Re: Doing better at HINTing an appropriate column within errorMissingColumn()

From: Robert Haas <robertmhaas(at)gmail(dot)com>
To: Peter Geoghegan <pg(at)heroku(dot)com>
Cc: Tom Lane <tgl(at)sss(dot)pgh(dot)pa(dot)us>, Heikki Linnakangas <hlinnakangas(at)vmware(dot)com>, Michael Paquier <michael(dot)paquier(at)gmail(dot)com>, Abhijit Menon-Sen <ams(at)2ndquadrant(dot)com>, PostgreSQL mailing lists <pgsql-hackers(at)postgresql(dot)org>, Josh Berkus <josh(at)agliodbs(dot)com>, Ian Barwick <ian(at)2ndquadrant(dot)com>, Andres Freund <andres(at)2ndquadrant(dot)com>, Greg Stark <stark(at)mit(dot)edu>, Jim Nasby <jim(at)nasby(dot)net>, Albe Laurenz <laurenz(dot)albe(at)wien(dot)gv(dot)at>
Subject: Re: Doing better at HINTing an appropriate column within errorMissingColumn()
Date: 2014-11-20 19:03:49
Message-ID: CA+TgmoY0jthxThGLMfzkyWR74Mg1+c0_1tf8zRjd4YRJWPftLg@mail.gmail.com
Views: Raw Message | Whole Thread | Download mbox | Resend email
Thread:
Lists: pgsql-hackers

On Thu, Nov 20, 2014 at 1:30 PM, Peter Geoghegan <pg(at)heroku(dot)com> wrote:
> I mean the suggestion of raising the cost threshold more gradually,
> not as a step function of the number of characters in the string [1]
> where it's either over 6 characters and must pass the 50% test, or
> isn't and has no absolute quality test. The exact modification I
> described will FWIW remove the "quantity" for "qty" suggestion, as
> well as all the similar suggestions that you found objectionable (like
> "tit" also offering a suggestion of "quantity").

(Stored dataset items)
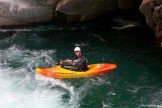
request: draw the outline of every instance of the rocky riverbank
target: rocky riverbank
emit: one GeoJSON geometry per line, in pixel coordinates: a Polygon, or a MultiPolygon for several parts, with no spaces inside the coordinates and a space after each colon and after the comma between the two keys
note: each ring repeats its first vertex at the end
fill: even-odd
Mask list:
{"type": "MultiPolygon", "coordinates": [[[[162,42],[162,0],[0,0],[0,27],[84,22],[118,10],[140,10],[162,42]]],[[[129,13],[127,13],[129,16],[129,13]]],[[[137,16],[138,19],[138,16],[137,16]]]]}

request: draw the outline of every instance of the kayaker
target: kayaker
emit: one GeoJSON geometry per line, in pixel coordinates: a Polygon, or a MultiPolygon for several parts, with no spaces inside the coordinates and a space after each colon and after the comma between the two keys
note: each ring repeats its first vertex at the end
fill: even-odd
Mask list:
{"type": "Polygon", "coordinates": [[[60,65],[62,68],[75,70],[75,71],[86,71],[88,70],[87,67],[87,59],[81,53],[81,49],[79,47],[75,47],[74,49],[76,57],[74,59],[68,59],[65,61],[61,61],[60,65]]]}

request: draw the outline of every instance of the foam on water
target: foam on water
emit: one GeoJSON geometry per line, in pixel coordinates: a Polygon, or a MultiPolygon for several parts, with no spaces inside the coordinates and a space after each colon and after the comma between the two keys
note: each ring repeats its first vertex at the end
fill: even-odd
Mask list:
{"type": "Polygon", "coordinates": [[[1,108],[76,108],[71,84],[35,74],[35,68],[55,61],[53,50],[30,51],[16,45],[0,50],[1,108]]]}

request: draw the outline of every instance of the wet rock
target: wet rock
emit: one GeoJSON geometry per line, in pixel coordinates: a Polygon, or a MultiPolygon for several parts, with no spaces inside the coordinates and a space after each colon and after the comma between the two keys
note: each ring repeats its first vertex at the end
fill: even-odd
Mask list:
{"type": "Polygon", "coordinates": [[[147,24],[154,30],[159,43],[162,42],[162,0],[143,0],[140,6],[147,24]]]}

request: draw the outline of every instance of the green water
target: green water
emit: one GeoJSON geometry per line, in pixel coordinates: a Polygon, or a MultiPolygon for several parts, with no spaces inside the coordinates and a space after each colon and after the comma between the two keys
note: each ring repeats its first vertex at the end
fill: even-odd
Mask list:
{"type": "Polygon", "coordinates": [[[162,107],[162,50],[142,25],[114,29],[103,23],[53,24],[2,29],[0,36],[3,108],[162,107]],[[36,67],[73,57],[76,44],[89,64],[115,63],[118,68],[82,79],[37,76],[36,67]],[[7,100],[11,97],[13,101],[7,100]]]}

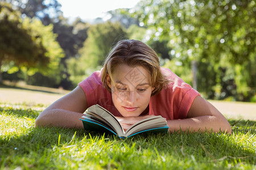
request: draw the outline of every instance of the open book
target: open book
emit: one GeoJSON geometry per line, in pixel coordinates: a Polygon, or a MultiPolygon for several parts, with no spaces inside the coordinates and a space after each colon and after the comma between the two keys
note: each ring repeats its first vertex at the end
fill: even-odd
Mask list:
{"type": "Polygon", "coordinates": [[[149,117],[131,126],[126,131],[122,128],[117,118],[100,105],[93,105],[87,109],[80,118],[86,130],[109,131],[121,138],[143,132],[168,133],[169,127],[161,116],[149,117]]]}

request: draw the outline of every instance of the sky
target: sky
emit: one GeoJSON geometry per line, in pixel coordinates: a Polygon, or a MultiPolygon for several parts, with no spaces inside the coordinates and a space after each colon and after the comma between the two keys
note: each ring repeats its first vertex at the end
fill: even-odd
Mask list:
{"type": "Polygon", "coordinates": [[[104,12],[121,8],[133,8],[140,0],[58,0],[66,18],[92,20],[104,18],[104,12]]]}

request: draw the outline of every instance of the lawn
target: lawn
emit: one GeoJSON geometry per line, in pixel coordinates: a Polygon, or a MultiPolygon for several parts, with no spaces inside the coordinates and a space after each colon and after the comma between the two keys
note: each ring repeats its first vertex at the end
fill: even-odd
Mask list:
{"type": "Polygon", "coordinates": [[[1,169],[256,168],[253,119],[229,119],[231,135],[187,132],[121,139],[82,129],[35,128],[35,118],[48,104],[28,100],[30,92],[36,98],[48,95],[46,103],[53,97],[51,95],[64,95],[0,87],[1,169]],[[16,96],[22,92],[27,94],[23,101],[13,102],[10,94],[14,90],[16,96]],[[8,97],[2,95],[3,91],[9,91],[8,97]]]}

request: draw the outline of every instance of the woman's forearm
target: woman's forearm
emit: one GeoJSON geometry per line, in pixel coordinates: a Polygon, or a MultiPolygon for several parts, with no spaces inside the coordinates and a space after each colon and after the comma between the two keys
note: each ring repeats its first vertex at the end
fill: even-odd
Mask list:
{"type": "Polygon", "coordinates": [[[35,126],[81,128],[82,123],[79,118],[82,115],[82,113],[63,109],[47,109],[36,118],[35,126]]]}
{"type": "Polygon", "coordinates": [[[167,120],[169,131],[225,132],[231,133],[231,127],[226,120],[213,116],[202,116],[193,118],[167,120]]]}

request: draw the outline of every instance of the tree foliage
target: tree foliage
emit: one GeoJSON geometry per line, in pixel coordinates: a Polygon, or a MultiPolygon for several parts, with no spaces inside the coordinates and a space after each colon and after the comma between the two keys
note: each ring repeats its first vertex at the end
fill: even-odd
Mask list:
{"type": "Polygon", "coordinates": [[[0,2],[0,63],[11,73],[21,69],[28,75],[36,71],[53,76],[62,49],[55,41],[52,26],[37,19],[22,19],[11,5],[0,2]]]}
{"type": "Polygon", "coordinates": [[[254,1],[142,1],[131,12],[151,39],[168,37],[175,67],[195,61],[199,90],[217,99],[248,100],[254,95],[254,1]]]}
{"type": "Polygon", "coordinates": [[[68,62],[71,79],[75,84],[100,69],[114,43],[127,38],[127,34],[119,23],[110,22],[90,27],[88,35],[88,37],[80,51],[80,57],[71,58],[68,62]]]}

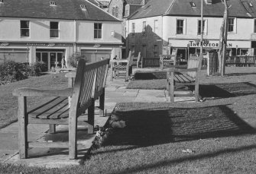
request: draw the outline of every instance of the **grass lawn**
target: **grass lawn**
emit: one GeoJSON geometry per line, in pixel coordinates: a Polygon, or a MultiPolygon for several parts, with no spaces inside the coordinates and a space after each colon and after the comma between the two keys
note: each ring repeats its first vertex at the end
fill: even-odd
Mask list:
{"type": "MultiPolygon", "coordinates": [[[[256,68],[228,68],[227,75],[223,78],[202,75],[200,94],[206,98],[202,103],[118,103],[112,118],[125,121],[127,126],[112,129],[102,146],[92,150],[90,159],[83,165],[46,169],[0,164],[0,171],[3,173],[254,173],[255,72],[256,68]]],[[[206,71],[203,73],[206,74],[206,71]]],[[[66,87],[64,78],[53,79],[51,83],[60,81],[57,84],[66,87]]],[[[152,80],[144,82],[149,86],[153,84],[150,81],[152,80]]],[[[50,86],[49,82],[44,83],[48,83],[45,86],[50,86]]],[[[157,82],[154,85],[165,87],[164,83],[160,85],[157,82]]],[[[17,106],[15,100],[13,103],[16,103],[14,105],[17,106]]]]}
{"type": "MultiPolygon", "coordinates": [[[[40,89],[63,89],[67,87],[67,79],[64,73],[47,74],[37,78],[0,86],[0,128],[17,121],[16,112],[18,97],[12,96],[12,91],[19,87],[40,89]]],[[[35,105],[41,97],[29,97],[29,106],[35,105]]]]}

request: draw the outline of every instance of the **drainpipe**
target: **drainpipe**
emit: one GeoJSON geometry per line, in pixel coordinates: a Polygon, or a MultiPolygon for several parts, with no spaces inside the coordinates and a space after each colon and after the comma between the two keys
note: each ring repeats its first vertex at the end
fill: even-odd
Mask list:
{"type": "Polygon", "coordinates": [[[74,32],[75,32],[75,45],[74,45],[74,51],[76,52],[76,21],[74,20],[74,32]]]}

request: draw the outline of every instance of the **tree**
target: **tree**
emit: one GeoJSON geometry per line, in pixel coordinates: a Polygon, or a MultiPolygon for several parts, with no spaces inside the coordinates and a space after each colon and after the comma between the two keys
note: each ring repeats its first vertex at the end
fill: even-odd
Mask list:
{"type": "Polygon", "coordinates": [[[225,74],[225,59],[227,47],[227,35],[228,35],[228,10],[227,0],[222,0],[225,5],[223,14],[223,21],[220,27],[219,36],[219,74],[223,76],[225,74]]]}

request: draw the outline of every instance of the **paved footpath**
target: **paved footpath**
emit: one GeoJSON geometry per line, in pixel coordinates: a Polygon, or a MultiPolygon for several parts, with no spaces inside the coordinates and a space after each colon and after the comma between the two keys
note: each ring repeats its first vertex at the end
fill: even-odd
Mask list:
{"type": "MultiPolygon", "coordinates": [[[[112,112],[117,103],[121,102],[155,102],[167,103],[166,91],[164,90],[134,90],[126,89],[128,82],[123,78],[107,79],[105,88],[105,111],[106,115],[112,112]]],[[[191,100],[188,98],[188,100],[191,100]]],[[[176,99],[177,101],[180,99],[176,99]]],[[[98,103],[96,103],[97,106],[98,103]]],[[[96,112],[97,113],[97,112],[96,112]]],[[[103,126],[108,116],[99,117],[96,114],[96,125],[103,126]]],[[[24,164],[29,166],[44,166],[47,168],[66,166],[66,165],[79,165],[83,157],[91,147],[96,134],[87,134],[86,130],[80,128],[78,131],[78,159],[70,160],[67,149],[57,148],[32,148],[28,151],[31,158],[20,160],[18,150],[18,122],[15,122],[6,128],[0,129],[0,163],[11,163],[14,164],[24,164]]],[[[57,126],[58,133],[48,134],[48,125],[33,125],[28,126],[28,141],[68,141],[67,128],[65,125],[57,126]]]]}

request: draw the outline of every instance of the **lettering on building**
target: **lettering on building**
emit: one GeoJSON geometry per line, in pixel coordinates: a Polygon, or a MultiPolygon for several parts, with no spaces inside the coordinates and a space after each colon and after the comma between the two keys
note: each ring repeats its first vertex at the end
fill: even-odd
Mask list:
{"type": "MultiPolygon", "coordinates": [[[[201,43],[196,43],[194,41],[189,41],[190,42],[190,47],[200,47],[201,43]]],[[[203,47],[219,47],[219,43],[212,43],[212,42],[208,42],[208,43],[203,43],[203,47]]],[[[227,47],[232,47],[232,43],[228,43],[227,47]]]]}

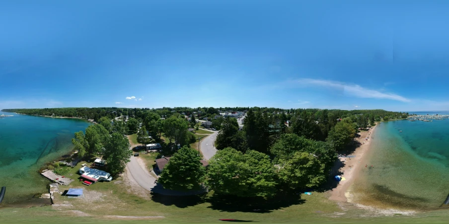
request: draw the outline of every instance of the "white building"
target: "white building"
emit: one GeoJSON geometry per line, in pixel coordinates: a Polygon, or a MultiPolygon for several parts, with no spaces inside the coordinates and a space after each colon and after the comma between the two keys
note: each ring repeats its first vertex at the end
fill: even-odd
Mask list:
{"type": "Polygon", "coordinates": [[[162,148],[162,146],[160,146],[160,144],[159,143],[153,143],[153,144],[149,144],[147,145],[147,150],[150,150],[152,149],[160,149],[162,148]]]}
{"type": "Polygon", "coordinates": [[[83,167],[79,169],[79,173],[81,177],[93,181],[94,183],[97,181],[110,181],[112,180],[111,174],[103,170],[97,169],[92,169],[87,167],[83,167]]]}

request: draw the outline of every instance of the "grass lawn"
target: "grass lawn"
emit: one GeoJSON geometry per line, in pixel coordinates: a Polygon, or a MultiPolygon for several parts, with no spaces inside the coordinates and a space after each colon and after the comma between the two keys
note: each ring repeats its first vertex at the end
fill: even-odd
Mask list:
{"type": "MultiPolygon", "coordinates": [[[[150,160],[152,156],[149,156],[150,160]]],[[[77,172],[83,163],[81,162],[71,169],[70,176],[75,181],[71,186],[60,186],[60,191],[69,188],[82,188],[84,198],[68,198],[56,194],[55,201],[63,206],[3,208],[0,209],[1,223],[222,223],[218,220],[235,219],[262,223],[446,223],[449,218],[449,213],[446,210],[419,213],[412,217],[379,215],[350,204],[338,205],[328,199],[326,192],[275,197],[261,203],[251,199],[219,197],[212,192],[193,196],[152,195],[146,190],[132,190],[123,177],[87,186],[76,179],[79,176],[77,172]],[[159,218],[125,221],[106,216],[159,218]]]]}
{"type": "Polygon", "coordinates": [[[139,144],[139,142],[137,142],[137,134],[133,134],[130,136],[130,138],[131,139],[131,144],[139,144]]]}
{"type": "Polygon", "coordinates": [[[207,131],[206,130],[202,129],[201,128],[200,128],[198,130],[196,130],[195,131],[195,132],[197,134],[212,134],[214,133],[212,131],[207,131]]]}

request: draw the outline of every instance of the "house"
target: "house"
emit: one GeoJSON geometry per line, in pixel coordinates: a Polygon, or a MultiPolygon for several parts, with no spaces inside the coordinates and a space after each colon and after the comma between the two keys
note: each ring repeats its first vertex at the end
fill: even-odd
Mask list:
{"type": "Polygon", "coordinates": [[[100,159],[95,159],[95,161],[93,162],[93,164],[98,167],[104,167],[105,163],[105,161],[100,159]]]}
{"type": "MultiPolygon", "coordinates": [[[[156,160],[156,168],[154,170],[158,171],[159,173],[161,172],[164,170],[165,166],[167,166],[168,162],[170,161],[170,157],[164,157],[163,156],[162,158],[156,160]]],[[[203,167],[207,167],[209,166],[209,163],[204,160],[201,160],[200,162],[201,162],[203,167]]]]}
{"type": "Polygon", "coordinates": [[[112,177],[111,176],[110,173],[99,169],[93,169],[87,167],[83,167],[79,169],[79,172],[81,174],[82,178],[93,181],[93,183],[89,182],[90,183],[87,183],[87,185],[90,185],[92,183],[95,183],[98,181],[110,181],[112,180],[112,177]]]}
{"type": "Polygon", "coordinates": [[[162,156],[160,159],[156,160],[156,167],[154,168],[154,170],[159,173],[162,172],[162,170],[164,170],[164,168],[165,167],[165,166],[167,165],[169,161],[170,157],[164,157],[164,156],[162,156]]]}
{"type": "Polygon", "coordinates": [[[206,128],[208,128],[211,127],[212,126],[212,121],[206,121],[203,122],[203,123],[201,124],[201,125],[204,126],[206,128]]]}
{"type": "Polygon", "coordinates": [[[153,149],[160,149],[162,146],[159,143],[149,144],[147,145],[147,150],[151,150],[153,149]]]}

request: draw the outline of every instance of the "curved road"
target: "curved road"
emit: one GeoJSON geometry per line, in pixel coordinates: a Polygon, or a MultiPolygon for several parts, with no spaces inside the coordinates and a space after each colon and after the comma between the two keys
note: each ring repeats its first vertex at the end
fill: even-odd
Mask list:
{"type": "MultiPolygon", "coordinates": [[[[217,153],[217,149],[214,147],[214,143],[218,133],[218,131],[208,130],[214,133],[202,140],[200,148],[206,160],[209,160],[217,153]]],[[[130,150],[132,148],[132,146],[130,150]]],[[[202,191],[184,192],[164,189],[160,184],[156,182],[157,179],[150,174],[146,168],[143,168],[141,166],[135,157],[132,156],[130,161],[126,165],[126,168],[131,173],[131,176],[129,177],[134,179],[139,185],[147,190],[165,195],[192,195],[205,192],[205,189],[202,191]]]]}
{"type": "Polygon", "coordinates": [[[212,131],[214,133],[206,138],[201,139],[201,145],[200,147],[200,150],[203,153],[204,159],[207,161],[209,161],[217,153],[217,149],[214,146],[214,143],[215,143],[215,140],[217,139],[217,135],[218,134],[218,131],[211,130],[207,130],[207,131],[212,131]]]}

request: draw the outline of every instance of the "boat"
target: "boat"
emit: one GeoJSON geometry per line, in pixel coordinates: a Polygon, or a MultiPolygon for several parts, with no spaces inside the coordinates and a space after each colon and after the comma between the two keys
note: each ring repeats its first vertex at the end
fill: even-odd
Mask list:
{"type": "Polygon", "coordinates": [[[4,194],[6,191],[6,187],[1,187],[1,190],[0,190],[0,204],[1,204],[1,201],[3,201],[3,198],[4,197],[4,194]]]}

◆ Required actions
**1)** Answer these about the mailing-list message on column hints:
(a) Who sent the message?
(b) On what date and at what time was it sent?
(c) In the quoted passage, which suggestion for "qty" would the described modification remove?
**2)** Write what comes next in the mailing-list message on column hints, starting after the last quoted line.

◆ Answer list
**1)**
(a) Robert Haas
(b) 2014-11-20, 19:03:49
(c) "quantity"

**2)**
>
> If you look at the regression tests, none of the sensible suggestions
> are lost (some would be by an across the board 50% absolute quality
> threshold, as I previously pointed out [2]), but all the bad ones are.
> I attach failed regression test output showing the difference between
> the previous expected values, and actual values with that small
> modification - it looks like most or all bad cases are now fixed.

That does seem to give better results, but it still seems awfully
complicated. If we just used Levenshtein with all-default cost
factors and a distance cap equal to Max(strlen(what_user_typed),
strlen(candidate_match), 3), what cases that you think are important
would be harmed?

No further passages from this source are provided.